*What you are asked to do*.
An exact copy of the data is required; the images should not appear in it.

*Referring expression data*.
Segment Open

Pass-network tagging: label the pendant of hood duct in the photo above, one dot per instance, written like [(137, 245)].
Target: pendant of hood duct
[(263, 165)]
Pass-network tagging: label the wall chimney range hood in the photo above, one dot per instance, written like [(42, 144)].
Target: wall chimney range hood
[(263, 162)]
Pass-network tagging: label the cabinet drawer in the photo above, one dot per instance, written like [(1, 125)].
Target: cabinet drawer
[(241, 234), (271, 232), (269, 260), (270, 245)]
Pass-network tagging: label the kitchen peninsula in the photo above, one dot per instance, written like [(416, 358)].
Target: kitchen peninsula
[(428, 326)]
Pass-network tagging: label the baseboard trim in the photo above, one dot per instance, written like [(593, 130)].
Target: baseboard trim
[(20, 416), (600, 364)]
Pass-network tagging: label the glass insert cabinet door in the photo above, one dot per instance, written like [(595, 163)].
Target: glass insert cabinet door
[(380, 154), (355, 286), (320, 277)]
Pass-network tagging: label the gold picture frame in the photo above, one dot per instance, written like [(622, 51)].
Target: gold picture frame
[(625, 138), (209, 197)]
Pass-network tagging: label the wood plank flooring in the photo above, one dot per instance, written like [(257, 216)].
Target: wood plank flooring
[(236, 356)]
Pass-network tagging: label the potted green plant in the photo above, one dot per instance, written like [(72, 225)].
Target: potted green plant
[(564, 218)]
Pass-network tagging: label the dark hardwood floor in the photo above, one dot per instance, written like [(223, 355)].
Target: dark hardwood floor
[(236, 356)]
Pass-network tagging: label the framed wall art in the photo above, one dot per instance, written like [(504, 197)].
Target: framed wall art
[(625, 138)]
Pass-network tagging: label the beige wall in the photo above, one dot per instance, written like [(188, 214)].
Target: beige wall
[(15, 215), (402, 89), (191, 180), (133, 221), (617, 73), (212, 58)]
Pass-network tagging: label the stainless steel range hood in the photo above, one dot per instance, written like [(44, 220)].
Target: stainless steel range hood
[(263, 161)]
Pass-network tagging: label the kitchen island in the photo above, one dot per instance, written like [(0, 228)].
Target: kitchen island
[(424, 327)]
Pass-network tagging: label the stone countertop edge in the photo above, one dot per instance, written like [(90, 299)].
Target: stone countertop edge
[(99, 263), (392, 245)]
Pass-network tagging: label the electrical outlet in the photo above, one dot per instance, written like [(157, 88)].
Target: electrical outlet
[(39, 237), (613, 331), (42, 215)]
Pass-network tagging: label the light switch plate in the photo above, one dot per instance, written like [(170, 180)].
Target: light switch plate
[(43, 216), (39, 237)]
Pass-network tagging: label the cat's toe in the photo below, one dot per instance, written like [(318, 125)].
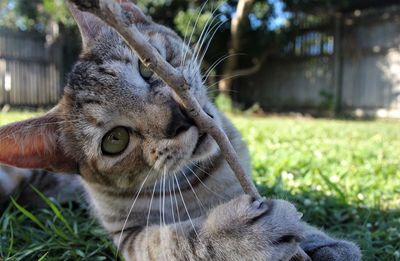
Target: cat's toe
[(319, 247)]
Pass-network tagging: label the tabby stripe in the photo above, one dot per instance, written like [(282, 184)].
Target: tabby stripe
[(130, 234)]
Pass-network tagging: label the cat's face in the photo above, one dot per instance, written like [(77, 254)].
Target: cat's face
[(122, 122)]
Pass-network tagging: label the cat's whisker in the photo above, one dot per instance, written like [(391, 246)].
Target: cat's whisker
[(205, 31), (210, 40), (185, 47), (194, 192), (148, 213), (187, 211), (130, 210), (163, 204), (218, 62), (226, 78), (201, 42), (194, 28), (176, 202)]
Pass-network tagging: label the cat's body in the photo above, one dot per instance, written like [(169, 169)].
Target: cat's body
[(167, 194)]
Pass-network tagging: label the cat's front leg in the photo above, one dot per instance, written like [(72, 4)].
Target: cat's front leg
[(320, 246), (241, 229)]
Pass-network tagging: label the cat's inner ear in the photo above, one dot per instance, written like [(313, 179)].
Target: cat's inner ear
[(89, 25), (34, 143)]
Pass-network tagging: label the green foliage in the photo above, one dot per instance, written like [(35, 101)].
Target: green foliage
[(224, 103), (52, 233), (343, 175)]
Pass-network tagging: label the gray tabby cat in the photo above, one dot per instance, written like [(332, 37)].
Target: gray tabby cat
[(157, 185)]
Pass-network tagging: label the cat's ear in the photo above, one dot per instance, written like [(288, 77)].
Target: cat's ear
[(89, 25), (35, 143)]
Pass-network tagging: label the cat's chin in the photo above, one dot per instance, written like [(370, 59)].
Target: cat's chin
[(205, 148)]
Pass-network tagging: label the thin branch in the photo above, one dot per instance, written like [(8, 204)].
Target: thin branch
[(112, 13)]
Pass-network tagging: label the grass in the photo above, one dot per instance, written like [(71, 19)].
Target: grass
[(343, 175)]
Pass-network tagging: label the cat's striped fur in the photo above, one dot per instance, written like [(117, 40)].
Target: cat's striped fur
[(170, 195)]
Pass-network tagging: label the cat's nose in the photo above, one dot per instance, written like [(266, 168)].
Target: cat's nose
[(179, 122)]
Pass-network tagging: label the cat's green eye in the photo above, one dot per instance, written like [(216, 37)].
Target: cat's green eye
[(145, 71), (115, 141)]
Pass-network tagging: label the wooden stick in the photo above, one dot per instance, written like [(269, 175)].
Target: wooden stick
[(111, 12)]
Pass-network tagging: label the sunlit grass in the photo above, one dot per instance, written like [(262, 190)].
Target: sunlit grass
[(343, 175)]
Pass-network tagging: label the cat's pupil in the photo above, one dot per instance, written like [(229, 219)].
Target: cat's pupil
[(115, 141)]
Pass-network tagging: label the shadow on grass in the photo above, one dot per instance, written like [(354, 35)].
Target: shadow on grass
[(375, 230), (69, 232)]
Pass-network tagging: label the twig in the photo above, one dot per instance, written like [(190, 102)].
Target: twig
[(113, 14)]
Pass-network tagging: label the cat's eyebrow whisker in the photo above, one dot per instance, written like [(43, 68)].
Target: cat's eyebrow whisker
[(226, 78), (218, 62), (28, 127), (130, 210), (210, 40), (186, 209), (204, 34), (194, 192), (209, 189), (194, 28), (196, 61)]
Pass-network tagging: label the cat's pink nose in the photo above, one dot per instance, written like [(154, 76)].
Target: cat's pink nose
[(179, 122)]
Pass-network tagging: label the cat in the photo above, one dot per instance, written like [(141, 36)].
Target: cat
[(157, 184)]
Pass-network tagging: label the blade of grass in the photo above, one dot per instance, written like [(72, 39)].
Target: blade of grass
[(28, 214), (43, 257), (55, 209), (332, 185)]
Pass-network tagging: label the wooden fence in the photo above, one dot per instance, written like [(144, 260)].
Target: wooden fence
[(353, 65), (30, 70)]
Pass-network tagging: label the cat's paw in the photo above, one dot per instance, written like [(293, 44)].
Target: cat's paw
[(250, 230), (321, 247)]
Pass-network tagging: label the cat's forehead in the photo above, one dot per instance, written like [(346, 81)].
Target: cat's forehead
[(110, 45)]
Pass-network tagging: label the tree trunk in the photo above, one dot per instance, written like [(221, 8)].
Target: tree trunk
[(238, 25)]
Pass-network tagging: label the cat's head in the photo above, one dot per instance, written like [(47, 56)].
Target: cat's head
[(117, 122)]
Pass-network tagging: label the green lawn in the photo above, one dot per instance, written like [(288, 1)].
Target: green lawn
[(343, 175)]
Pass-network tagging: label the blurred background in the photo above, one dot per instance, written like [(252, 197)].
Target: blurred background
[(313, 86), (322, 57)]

Segment Closed

*Expected answer*.
Pass-network tagging: label the pendant of hood duct in the photo above, one dot per instance, written like [(137, 245)].
Target: pendant of hood duct
[(263, 165)]
Pass-network tagging: label the wall chimney range hood in the photo above, one dot per instance, written like [(42, 144)].
Target: wall chimney range hood
[(263, 162)]
Pass-network tagging: label the cabinet drawer in the photo above, one dot per instance, written like [(1, 125)].
Target: cabinet drawer
[(241, 234), (271, 232), (269, 260), (270, 245)]
Pass-network tagging: label the kitchen peninsula in the photo above, one dot per instance, written like [(416, 358)].
Target: kitchen peninsula
[(428, 326)]
Pass-network tagging: label the baseboard trim in the photo above, one dot per instance, written like [(593, 130)].
Target: baseboard trim
[(20, 416), (600, 364)]
Pass-network tagging: label the glass insert cabinet door in the photo above, one dot per instance, written like [(595, 163)].
Target: glass insert cabinet door
[(380, 154), (355, 286), (320, 277)]
Pass-network tagging: label the gold picture frame in the photo above, one dot per instance, written like [(622, 51)].
Target: gold picture frame
[(625, 138), (209, 197)]
Pass-network tagging: label the wood plank flooring in the photo above, one dot per instance, written like [(257, 216)].
Target: wood plank flooring
[(236, 356)]
Pass-network tagging: label the potted green plant in the photo above, one dot per instance, written like [(72, 225)].
Target: potted green plant
[(564, 218)]
Pass-network tagging: label the dark hardwood floor in the photo above, one dot per instance, written like [(223, 355)].
Target: dark hardwood floor
[(236, 356)]
Pass-network tagging: label the framed wall art in the photo above, one dot per instance, written like [(504, 197)].
Target: framed wall art
[(625, 138)]
Pass-network tagging: label the beige wall in the photo above, one dot per instance, written like [(188, 214)].
Target: beige wall
[(15, 215), (402, 89), (191, 180), (133, 221), (617, 73), (212, 58)]
Pass-network tagging: label the stainless steel range hood in the photo above, one dot per instance, written like [(44, 220)].
Target: stainless steel range hood
[(263, 161)]
Pass-network tagging: label the kitchen island in the photo above, one dot per instance, written like [(0, 228)].
Target: kitchen island
[(424, 327)]
Pass-network tagging: label the stone countertop edge in the photo above, one dot per instance, written like [(90, 299)].
Target: stone countertop edge
[(99, 263), (392, 245)]
Pass-network tagging: label the electrical outlet in the photo above, one dot per instance, written like [(157, 88)].
Target: electrical outlet
[(39, 237), (613, 331), (42, 215)]
Pass-network tagging: label the light switch plate in the photo above, one dot per instance, written like [(170, 180)].
Target: light switch plate
[(43, 216), (39, 237)]
Pass-network tagging: label the cat's toe in the photo below, one dot per instance, written like [(318, 125)].
Target: cat's toe
[(319, 247)]
Pass-network tagging: label the tabby stripe in the photo above, one dot per instance, written like [(282, 184)].
Target: tabby stripe
[(130, 234)]
Pass-network tagging: label the cat's face in the photo above, one dot per instance, written like [(77, 254)].
Target: cat's face
[(122, 122)]
Pass-network tagging: label the cat's whisker in the photo above, one dot per instance, written like [(391, 246)].
Target: cat's whisker
[(205, 31), (210, 40), (185, 47), (194, 192), (148, 213), (187, 211), (130, 210), (163, 204), (218, 62), (226, 78), (201, 42), (194, 28), (176, 202)]
Pass-network tagging: label the cat's body in the photo above, one dot per instance, written like [(169, 169)].
Target: cat's body
[(167, 194)]
Pass-network tagging: label the cat's front leg in the photo above, one dot per instance, written like [(72, 4)].
Target: cat's front leg
[(320, 246), (241, 229)]
Pass-network tagging: label the cat's inner ear in the photo above, one dot per instance, written like [(313, 179)].
Target: cat's inner ear
[(89, 25), (34, 143)]
Pass-network tagging: label the green foliage in the photo above, one dot per instance, written like [(35, 101)].
Target: green foliage
[(224, 103), (52, 233), (343, 175)]
Pass-network tagging: label the gray tabby cat in the photo above, one dot per instance, written like [(332, 37)].
Target: gray tabby cat
[(157, 185)]
Pass-network tagging: label the cat's ear in the photo above, one dot per instance, written like [(288, 77)].
Target: cat's ear
[(89, 25), (35, 143)]
Pass-network tagging: label the cat's chin in the photo above, one dot per instance, written like [(370, 59)].
Target: cat's chin
[(205, 148)]
Pass-network tagging: label the thin branch in the photo above, one dot per instance, written like [(8, 204)].
Target: thin branch
[(112, 13)]
Pass-network tagging: label the grass in the photo above, one dot per instance, written like [(71, 19)].
Target: grass
[(343, 175)]
Pass-network tagging: label the cat's striped fur in the photo above, one dot per instance, written like [(117, 40)].
Target: cat's striped fur
[(170, 195)]
Pass-network tagging: label the cat's nose in the photo above, one dot per instance, written like [(266, 168)].
Target: cat's nose
[(179, 122)]
Pass-network tagging: label the cat's green eye in the photo above, one dot per instance, written like [(216, 37)].
Target: cat's green eye
[(145, 71), (115, 141)]
Pass-network tagging: label the wooden stick in the photo above, one dot per instance, written like [(269, 175)].
Target: wooden stick
[(111, 12)]
Pass-network tagging: label the sunlit grass in the photo above, one dot per instance, written like [(262, 190)].
Target: sunlit grass
[(343, 175)]
Pass-network tagging: label the cat's pupil in the photo above, one dot per instance, written like [(229, 219)].
Target: cat's pupil
[(115, 141)]
Pass-network tagging: label the shadow on grass in the photo above, one dot per instance, written like [(354, 35)].
Target: shadow on grass
[(375, 230), (69, 232)]
Pass-network tagging: label the twig in the photo above, one dot per instance, written like [(190, 102)].
Target: twig
[(113, 14)]
Pass-network tagging: label the cat's eyebrow whisker in the photo above, one dot per instance, written like [(43, 68)].
Target: cat's eyebrow whisker
[(226, 78), (218, 62), (28, 127), (130, 210), (210, 40), (186, 209), (204, 34), (194, 192), (209, 189), (194, 28), (196, 61)]
Pass-network tagging: label the cat's pink nose in the photo above, one dot per instance, written like [(154, 76)].
Target: cat's pink nose
[(179, 122)]
Pass-network tagging: label the cat in the photo above, one dot per instance, written like [(141, 36)].
Target: cat
[(157, 184)]
Pass-network tagging: label the blade of grass in the photo above, one dot per instance, written like [(72, 39)].
Target: blade of grass
[(28, 214), (43, 257), (55, 209), (332, 185)]
Pass-network tagging: label the wooden fence in the photo above, one dot per instance, written like [(144, 260)].
Target: wooden fence
[(353, 65), (30, 70)]
Pass-network tagging: label the cat's paw in the photo above, one dot per instance, written like [(293, 44)].
Target: cat's paw
[(250, 230), (321, 247)]
Pass-network tagging: label the cat's forehead in the photo above, one dot per instance, written like [(346, 81)].
Target: cat's forehead
[(110, 45)]
Pass-network tagging: label the tree trunk in the photo above, one dot per instance, written like [(221, 8)].
Target: tree trunk
[(238, 25)]
Pass-network tagging: label the cat's head in the photo above, one dot per instance, written like [(47, 56)].
Target: cat's head
[(117, 122)]
Pass-network tagging: label the green lawn in the photo above, one dot per instance, written like [(288, 1)].
Target: green lawn
[(343, 175)]
Pass-network tagging: label the blurred background in the photo above, one dot per instance, written like [(252, 197)].
Target: blurred background
[(313, 86), (322, 57)]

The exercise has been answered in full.